*Tasks to complete:*
1. According to the LAVABOX forum thread, why does the mod have a spring loaded 510 connection?
2. Revise the LAVABOX forum thread, everything from "Specifications" down to "cell internal battery.", so that "Temperature Limit" reads "Temperature Range".
3. Carry on the LAVABOX forum thread from its final line.

*Document passage:*

# Volcano: LavaBox - DNA200



## Alex (11/8/15)

*LAVABOX*

Coming soon - Introducing the LAVABOX a high performance box mod equipped with the powerful DNA 200 microchip. Featuring temperature control, 200watts max output, internal lithium polymer battery, upgradeable firmware, cell-by-cell monitoring and integrated 1A balance charger.

Specifications

Output Power 1 Watt - 200 Watts
Output Voltage .5 Volt - 9.0 Volt
Output Current, continuous 50 Amps
Output Current, instantaneous peak 55 Amps
Temperature Limit 200°F - 600°F




*Think Inside The Box.*
Now featuring EVOLV DNA 200 technology. Powerful features such as temperature control, updatable firmware and up to 200 watts. The mod is powered by a lithium polymer 3 cell internal battery.





*Stay Connected.*
To harness the power of the DNA 200, the LAVABOX is fitted with a spring loaded 510 connection to ensure the perfect contact for every atomizer.







*Get A Grip.*
Grab a hold and never let go. The LAVABOX is wrapped in a black rubber grip backing perfect for a comfortable feel and durable finish.







source: http://www.volcanoecigs.com/lavabox.html

Reactions: Like 3 | Winner 4 | Informative 1


----------



## skola (11/8/15)

What a stunner!!!!

Reactions: Like 2


----------



## zadiac (11/8/15)

Wow! That is really stunning. I like!

Reactions: Like 1 | Agree 1


----------



## Ollie (11/8/15)

now thats a good looking mod~ Great find @Alex

Reactions: Like 1 | Thanks 1


----------



## Noddy (11/8/15)

I like the built in LiPo battery. This will be a machine.

Reactions: Like 1


----------



## Ollie (11/8/15)

Noddy said:


> I like the built in LiPo battery. This will be a machine.



This will be expensive

Reactions: Like 1 | Agree 1


----------



## Chukin'Vape (11/8/15)

YAAAAASAAAAAS


----------



## Rafique (11/8/15)

Nice beefed up ephro


----------



## phanatik (11/8/15)

drool

Reactions: Funny 1


----------



## Paulie (11/8/15)

*Dataset excerpt:*
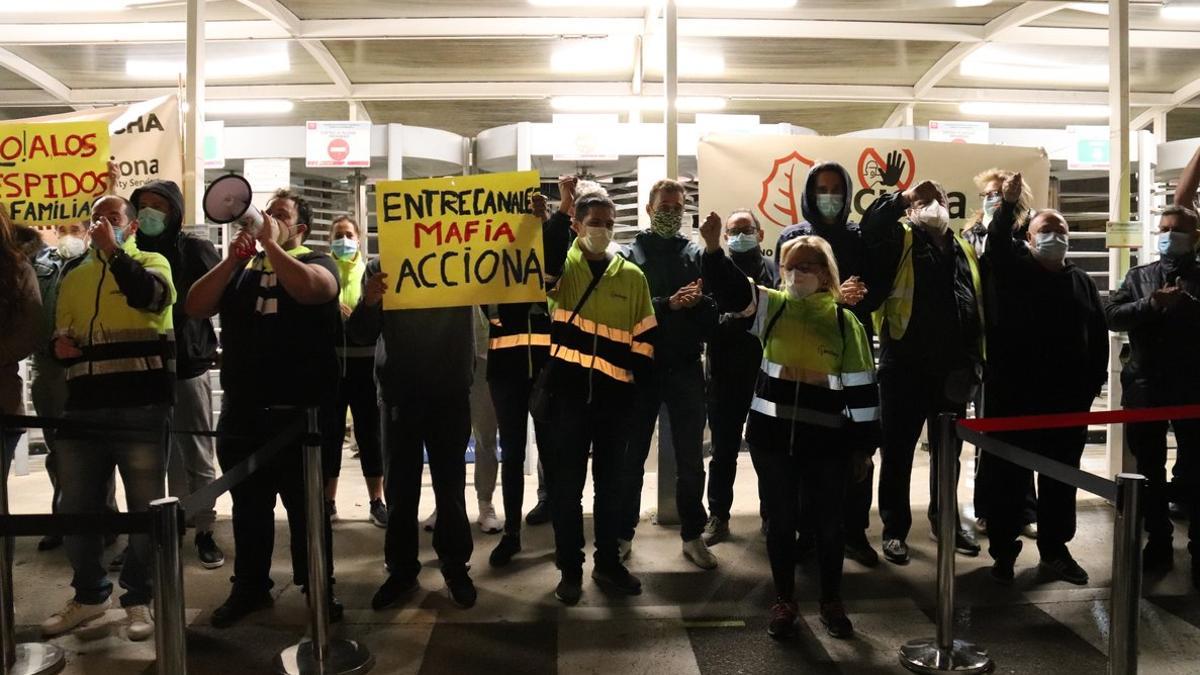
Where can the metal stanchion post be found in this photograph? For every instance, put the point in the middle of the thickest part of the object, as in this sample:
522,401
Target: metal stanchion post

*Responses by task:*
1. The spring loaded 510 connection is there to ensure the perfect contact for every atomizer, so that the LAVABOX can harness the power of the DNA 200.

2.
Specifications

Output Power 1 Watt - 200 Watts
Output Voltage .5 Volt - 9.0 Volt
Output Current, continuous 50 Amps
Output Current, instantaneous peak 55 Amps
Temperature Range 200°F - 600°F




*Think Inside The Box.*
Now featuring EVOLV DNA 200 technology. Powerful features such as temperature control, updatable firmware and up to 200 watts. The mod is powered by a lithium polymer 3 cell internal battery.

3.
Another 1!! Ow no what to do or buy lol


Sent from my iPhone using Tapatalk

Reactions: Agree 1 | Funny 1


----------



## Willyza (12/8/15)

WoW that one looks like a winner


----------



## DoubleD (12/8/15)

Yoh! that looks sick

Reactions: Agree 1 | Funny 1


----------



## wazarmoto (12/8/15)

Price..... That is the kweschun

Reactions: Agree 1


----------



## hands (12/8/15)

looks like my pc case  and probably more powerful

Reactions: Like 1 | Funny 2


----------



## kev mac (12/8/15)

Alex said:


> *LAVABOX*
> 
> Coming soon - Introducing the LAVABOX a high performance box mod equipped with the powerful DNA 200 microchip. Featuring temperature control, 200watts max output, internal lithium polymer battery, upgradeable firmware, cell-by-cell monitoring and integrated 1A balance charger.
> 
> ...


The choices keep coming, what one do I want?


----------



## kev mac (12/8/15)

hands said:


> looks like my pc case  and probably more powerful


Anyone know witch one(dna 200) has the best battery?


----------



## kelly22 (13/8/15)

Dna 200

Sent from my SM-N9005 using Tapatalk


----------



## Karida (13/8/15)

Noddy said:


> I like the built in LiPo battery. This will be a machine.


yes,build-in lipo battery safer .


----------



## Karida (13/8/15)

kev mac said:


> Anyone know witch one(dna 200) has the best battery?


heard VT200W is nice, Evolv DNA 200, and built-in 3s 1300mAh li-po batteries. brilliant work!!!haha....


----------



## Karida (13/8/15)

kelly22 said:


> Dna 200
> 
> Sent from my SM-N9005 using Tapatalk


Take Evolv DNA 200, It's is really different, i saw the Evolv website, DNA200 take Escrible software,
Evolv’s EScribe software can be used to customize or monitor the user experience.lol....Pay attention to them for a long time


----------



## Karida (13/8/15)

kev mac said:


> The choices keep coming, what one do I want?


just follow your heart, you will got best one.


----------



## Karida (13/8/15)

kev mac said:


> The choices keep coming, what one do I want?





hands said:


> looks like my pc case  and probably more powerful


yes,of course, sir


----------



## Karida (13/8/15)

Oliver Barry said:


> This will be expensive


perhaps, the chip is $80, not cheap.......saw it in Evolv web


----------



## Karida (13/8/15)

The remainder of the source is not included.